--- Do this ---
Reproduce verbatim the lines of the records starting at the line containing "foliage, that would help a great deal." and ending at the line containing "28 116 L 26", both lines included.

--- Data provided ---
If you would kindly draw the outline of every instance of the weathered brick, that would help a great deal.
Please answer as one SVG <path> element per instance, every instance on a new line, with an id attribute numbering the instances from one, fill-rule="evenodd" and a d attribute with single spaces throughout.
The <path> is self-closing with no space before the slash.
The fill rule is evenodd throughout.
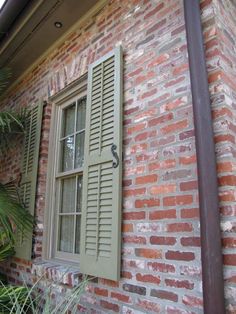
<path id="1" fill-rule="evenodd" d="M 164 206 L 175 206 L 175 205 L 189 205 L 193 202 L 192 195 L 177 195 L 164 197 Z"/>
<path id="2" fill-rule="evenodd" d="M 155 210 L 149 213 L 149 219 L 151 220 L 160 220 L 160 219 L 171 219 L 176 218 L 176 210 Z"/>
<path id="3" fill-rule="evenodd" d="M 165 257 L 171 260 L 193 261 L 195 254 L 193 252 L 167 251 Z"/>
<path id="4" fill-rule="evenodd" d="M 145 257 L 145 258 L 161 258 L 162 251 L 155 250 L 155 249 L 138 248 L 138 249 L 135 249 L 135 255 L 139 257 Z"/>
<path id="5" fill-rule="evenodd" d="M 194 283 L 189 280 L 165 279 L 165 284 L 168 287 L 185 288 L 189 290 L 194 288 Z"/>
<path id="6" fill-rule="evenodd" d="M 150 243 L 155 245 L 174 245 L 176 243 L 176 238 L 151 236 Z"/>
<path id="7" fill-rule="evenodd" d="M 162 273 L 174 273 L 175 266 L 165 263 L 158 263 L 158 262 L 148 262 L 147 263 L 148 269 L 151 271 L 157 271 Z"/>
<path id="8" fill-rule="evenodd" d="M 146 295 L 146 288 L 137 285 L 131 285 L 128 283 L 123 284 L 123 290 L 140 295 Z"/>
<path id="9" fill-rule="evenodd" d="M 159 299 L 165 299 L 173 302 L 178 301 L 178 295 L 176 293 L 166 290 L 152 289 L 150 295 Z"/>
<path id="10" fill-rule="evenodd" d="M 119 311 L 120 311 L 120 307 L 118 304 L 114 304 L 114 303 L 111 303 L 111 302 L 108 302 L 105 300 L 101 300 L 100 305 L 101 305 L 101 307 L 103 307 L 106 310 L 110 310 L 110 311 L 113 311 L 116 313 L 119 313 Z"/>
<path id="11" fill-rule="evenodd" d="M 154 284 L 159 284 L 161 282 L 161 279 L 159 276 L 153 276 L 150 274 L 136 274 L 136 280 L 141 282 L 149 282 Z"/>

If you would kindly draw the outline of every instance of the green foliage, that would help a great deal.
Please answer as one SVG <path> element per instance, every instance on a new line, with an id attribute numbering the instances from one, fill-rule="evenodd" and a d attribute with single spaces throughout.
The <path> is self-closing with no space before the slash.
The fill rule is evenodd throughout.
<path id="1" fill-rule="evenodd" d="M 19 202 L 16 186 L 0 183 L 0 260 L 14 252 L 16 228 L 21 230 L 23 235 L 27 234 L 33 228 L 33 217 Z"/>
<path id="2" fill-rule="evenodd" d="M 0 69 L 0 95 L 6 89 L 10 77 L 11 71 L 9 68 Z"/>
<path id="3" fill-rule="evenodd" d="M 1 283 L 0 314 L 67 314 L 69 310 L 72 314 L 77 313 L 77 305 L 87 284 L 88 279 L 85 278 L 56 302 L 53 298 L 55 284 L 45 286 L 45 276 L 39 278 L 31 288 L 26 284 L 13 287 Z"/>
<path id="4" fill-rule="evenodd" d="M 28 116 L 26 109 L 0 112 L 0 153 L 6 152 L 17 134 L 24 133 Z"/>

* * *

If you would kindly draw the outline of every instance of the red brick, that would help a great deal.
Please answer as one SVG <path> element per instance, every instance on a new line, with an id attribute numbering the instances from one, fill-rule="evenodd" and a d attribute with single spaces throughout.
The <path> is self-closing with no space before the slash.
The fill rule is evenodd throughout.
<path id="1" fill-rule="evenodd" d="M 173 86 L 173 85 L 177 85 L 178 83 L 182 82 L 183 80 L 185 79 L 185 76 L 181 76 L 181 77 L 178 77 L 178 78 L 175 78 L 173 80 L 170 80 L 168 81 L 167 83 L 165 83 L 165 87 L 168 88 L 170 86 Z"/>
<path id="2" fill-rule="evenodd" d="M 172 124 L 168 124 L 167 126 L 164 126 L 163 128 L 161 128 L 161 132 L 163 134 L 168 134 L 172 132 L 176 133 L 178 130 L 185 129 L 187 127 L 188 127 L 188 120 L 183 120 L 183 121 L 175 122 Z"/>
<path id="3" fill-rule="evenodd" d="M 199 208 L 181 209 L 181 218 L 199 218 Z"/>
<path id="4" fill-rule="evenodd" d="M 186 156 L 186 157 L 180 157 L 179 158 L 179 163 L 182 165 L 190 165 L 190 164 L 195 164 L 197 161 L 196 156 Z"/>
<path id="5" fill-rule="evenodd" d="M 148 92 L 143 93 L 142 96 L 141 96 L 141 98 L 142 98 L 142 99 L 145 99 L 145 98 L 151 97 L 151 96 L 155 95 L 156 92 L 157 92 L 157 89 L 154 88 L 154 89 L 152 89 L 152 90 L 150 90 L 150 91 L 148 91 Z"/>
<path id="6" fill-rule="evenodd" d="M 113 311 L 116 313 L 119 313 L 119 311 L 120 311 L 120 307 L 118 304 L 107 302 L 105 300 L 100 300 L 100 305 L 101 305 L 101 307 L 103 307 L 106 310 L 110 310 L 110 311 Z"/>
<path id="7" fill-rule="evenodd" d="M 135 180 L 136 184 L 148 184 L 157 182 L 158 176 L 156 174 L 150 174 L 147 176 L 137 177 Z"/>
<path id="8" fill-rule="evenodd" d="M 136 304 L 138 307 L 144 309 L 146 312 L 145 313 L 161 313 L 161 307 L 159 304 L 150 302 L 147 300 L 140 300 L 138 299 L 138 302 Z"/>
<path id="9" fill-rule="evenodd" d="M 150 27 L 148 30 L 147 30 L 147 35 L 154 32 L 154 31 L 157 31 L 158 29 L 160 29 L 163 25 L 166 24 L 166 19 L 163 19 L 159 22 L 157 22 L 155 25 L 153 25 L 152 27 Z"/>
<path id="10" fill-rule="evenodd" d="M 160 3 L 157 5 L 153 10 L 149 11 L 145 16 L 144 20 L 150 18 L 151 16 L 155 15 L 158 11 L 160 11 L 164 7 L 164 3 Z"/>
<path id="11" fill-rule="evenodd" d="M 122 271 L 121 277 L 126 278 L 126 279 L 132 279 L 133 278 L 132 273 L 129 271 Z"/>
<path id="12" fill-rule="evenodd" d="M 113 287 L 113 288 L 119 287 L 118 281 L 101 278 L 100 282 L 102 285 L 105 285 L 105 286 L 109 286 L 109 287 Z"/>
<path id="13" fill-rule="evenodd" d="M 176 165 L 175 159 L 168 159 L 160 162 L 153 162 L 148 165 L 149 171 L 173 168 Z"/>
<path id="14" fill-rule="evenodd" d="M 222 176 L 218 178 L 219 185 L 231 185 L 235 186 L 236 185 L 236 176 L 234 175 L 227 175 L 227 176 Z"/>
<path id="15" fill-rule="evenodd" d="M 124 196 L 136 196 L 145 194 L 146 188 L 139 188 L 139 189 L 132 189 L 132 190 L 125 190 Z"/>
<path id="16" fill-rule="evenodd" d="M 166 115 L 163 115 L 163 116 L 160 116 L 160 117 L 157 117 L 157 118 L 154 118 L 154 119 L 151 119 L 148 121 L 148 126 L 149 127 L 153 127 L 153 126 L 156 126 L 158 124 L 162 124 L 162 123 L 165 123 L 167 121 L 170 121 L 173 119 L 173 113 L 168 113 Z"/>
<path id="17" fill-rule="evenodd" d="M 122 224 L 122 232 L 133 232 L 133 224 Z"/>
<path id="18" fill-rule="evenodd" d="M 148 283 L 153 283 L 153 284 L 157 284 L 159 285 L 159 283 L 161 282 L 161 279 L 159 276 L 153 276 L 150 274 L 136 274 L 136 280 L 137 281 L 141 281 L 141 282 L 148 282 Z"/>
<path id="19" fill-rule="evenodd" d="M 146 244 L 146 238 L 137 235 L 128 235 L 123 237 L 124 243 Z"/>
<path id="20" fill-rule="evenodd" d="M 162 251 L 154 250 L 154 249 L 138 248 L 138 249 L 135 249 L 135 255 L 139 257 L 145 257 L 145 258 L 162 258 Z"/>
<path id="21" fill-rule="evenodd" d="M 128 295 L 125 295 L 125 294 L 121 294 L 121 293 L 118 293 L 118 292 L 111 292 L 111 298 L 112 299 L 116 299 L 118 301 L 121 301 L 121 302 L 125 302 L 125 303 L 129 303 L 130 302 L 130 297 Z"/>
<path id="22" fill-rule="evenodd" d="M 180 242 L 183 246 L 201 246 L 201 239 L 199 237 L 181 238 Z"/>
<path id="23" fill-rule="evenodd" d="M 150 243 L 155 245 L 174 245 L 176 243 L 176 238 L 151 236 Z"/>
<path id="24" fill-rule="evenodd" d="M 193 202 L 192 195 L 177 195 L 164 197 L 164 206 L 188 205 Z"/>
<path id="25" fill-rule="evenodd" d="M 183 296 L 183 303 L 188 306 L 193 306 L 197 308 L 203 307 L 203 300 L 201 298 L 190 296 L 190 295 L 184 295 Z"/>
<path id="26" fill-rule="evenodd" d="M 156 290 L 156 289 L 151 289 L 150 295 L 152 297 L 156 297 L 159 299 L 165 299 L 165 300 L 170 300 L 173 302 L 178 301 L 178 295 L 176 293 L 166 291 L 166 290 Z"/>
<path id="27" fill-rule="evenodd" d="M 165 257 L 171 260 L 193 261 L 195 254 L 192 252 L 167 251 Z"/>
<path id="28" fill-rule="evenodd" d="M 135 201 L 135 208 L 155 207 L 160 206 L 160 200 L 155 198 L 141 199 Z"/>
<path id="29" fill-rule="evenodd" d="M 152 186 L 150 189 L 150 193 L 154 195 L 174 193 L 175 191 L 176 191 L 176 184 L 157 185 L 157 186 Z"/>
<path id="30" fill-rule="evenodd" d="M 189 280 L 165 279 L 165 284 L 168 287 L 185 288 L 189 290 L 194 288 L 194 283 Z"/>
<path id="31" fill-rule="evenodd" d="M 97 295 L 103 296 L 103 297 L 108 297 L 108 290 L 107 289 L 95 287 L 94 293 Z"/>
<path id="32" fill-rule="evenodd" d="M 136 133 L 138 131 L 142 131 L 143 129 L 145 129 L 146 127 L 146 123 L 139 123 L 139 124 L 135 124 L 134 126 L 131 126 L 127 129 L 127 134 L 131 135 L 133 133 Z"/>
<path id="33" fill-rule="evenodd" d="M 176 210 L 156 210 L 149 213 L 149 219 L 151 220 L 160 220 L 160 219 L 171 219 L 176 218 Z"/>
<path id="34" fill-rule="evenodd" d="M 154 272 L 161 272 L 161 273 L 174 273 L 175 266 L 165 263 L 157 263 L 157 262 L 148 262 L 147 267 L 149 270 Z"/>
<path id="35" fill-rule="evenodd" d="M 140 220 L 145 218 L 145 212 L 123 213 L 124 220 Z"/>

--

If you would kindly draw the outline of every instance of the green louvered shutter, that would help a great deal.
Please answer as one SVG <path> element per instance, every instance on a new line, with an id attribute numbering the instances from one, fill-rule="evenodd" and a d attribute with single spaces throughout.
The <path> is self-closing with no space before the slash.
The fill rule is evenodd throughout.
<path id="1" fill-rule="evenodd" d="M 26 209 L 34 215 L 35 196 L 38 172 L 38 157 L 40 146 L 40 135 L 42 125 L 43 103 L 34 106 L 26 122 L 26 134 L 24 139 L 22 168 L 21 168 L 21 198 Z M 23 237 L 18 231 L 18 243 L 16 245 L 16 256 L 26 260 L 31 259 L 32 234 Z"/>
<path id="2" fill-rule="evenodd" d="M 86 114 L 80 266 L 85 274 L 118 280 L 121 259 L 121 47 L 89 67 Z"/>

--- Solution below ---
If you would kindly draw the outline of every instance of the green foliage, that would help a great deal.
Please answer as one SVG <path> element per instance, every instance on a new line, with an id attribute numbering the instances from one, fill-rule="evenodd" and a d attribute with single spaces throughout.
The <path> is self-closing with no space before the slash.
The fill rule is evenodd throughout.
<path id="1" fill-rule="evenodd" d="M 19 202 L 16 186 L 0 183 L 0 260 L 14 252 L 16 228 L 21 230 L 23 235 L 27 234 L 33 228 L 33 217 Z"/>
<path id="2" fill-rule="evenodd" d="M 0 69 L 0 95 L 6 89 L 10 77 L 11 71 L 9 68 Z"/>
<path id="3" fill-rule="evenodd" d="M 1 283 L 0 314 L 67 314 L 69 310 L 72 314 L 77 313 L 77 305 L 87 284 L 88 279 L 85 278 L 56 302 L 53 298 L 55 284 L 45 286 L 45 276 L 39 278 L 31 288 L 26 284 L 13 287 Z"/>
<path id="4" fill-rule="evenodd" d="M 28 116 L 26 109 L 0 112 L 0 153 L 6 152 L 17 134 L 24 133 Z"/>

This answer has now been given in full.